O Stile chegou em 1995, com motor turbo, carroceria de quatro portas e rodas de aro 15.

Fiat Tempra Stile

Em 1995, mas como modelo 96, um novo Tempra remodelado foi desenvolvido. Em uma versão mais esportiva, a linha 1995 se destacou por apresentar uma remodelação completa no interior. Também em 1995, recebemos diretamente da Itália, o Tempra SW, versão perua do Fiat que oferecia, entre tantos opcionais, air bag.

Na linha 97, as versões passaram a ser chamadas de SX 8V e 16V e HLX. Nesta última, motor 2.0/16V. Uma versão City, desenvolvida para os taxistas foi lançada em 1998.

Em maio de 1998, como modelo 99, são introduzidas novas grades, maçanetas, pára-choques e acabamento interno.

Saída do mercado

Em maio de 1998, chegava ao mercado brasileiro uma outra novidade: o Marea. Ele acabou substituindo o Tempra, com evoluções na mecânica e um estilo mais moderno.

# [O QUE FAZER]
• 1. Diga se cada afirmação abaixo está de acordo com o trecho sobre o Fiat Tempra: (a) o Tempra SW veio diretamente da Itália; (b) a versão City foi lançada em 1997; (c) o Marea substituiu o Tempra. Responda sim ou não a cada uma e cite literalmente as palavras do trecho que decidem a resposta.
• 2. Prossiga com o trecho sobre o Fiat Tempra a partir da sua última frase.

# [DADOS FORNECIDOS]
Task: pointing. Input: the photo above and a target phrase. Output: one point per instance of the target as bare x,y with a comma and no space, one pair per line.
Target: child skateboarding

# [RESPOSTAS]
• 1.
(a) Sim: "recebemos diretamente da Itália, o Tempra SW".
(b) Não: "Uma versão City, desenvolvida para os taxistas foi lançada em 1998."
(c) Sim: "Ele acabou substituindo o Tempra".

• 2.
O Tempra saiu de produção em 30 de novembro de 1998, com 204.795 unidades.

Para alguns especialistas, três problemas centrais culminaram para o fracasso do Tempra brasileiro. Confira!

Poluição e mau cheiro

O mercado, no início da década de 90, ansiava por novidades. O Brasil vivia um intenso cenário de importações.

Uma das grandes notícias era a chegada da injeção eletrônica, que imprimia um grande diferencial diante do carburador.
Foi pensando nisso que a Chevrolet, principal concorrente da Fiat, anunciou injeção eletrônica para todos os seus modelos médios a partir de 1992.

E o que fez a Fiat? Lançou o Tempra com carburador, sendo necessária a instalação de um catalizador para controlar os poluentes. Reza a lenda que, além da poluição, também era produzido um odor de ovo podre pelo escapamento.
Para os entendidos, esse mau cheiro era gerado pela falta de sonda-lambda, um dispositivo que poderia corrigir a mistura ar/combustível e eliminar o problema. A injeção eletrônica só chegou ao Tempra em 1993 e 1994 (já como modelo 95).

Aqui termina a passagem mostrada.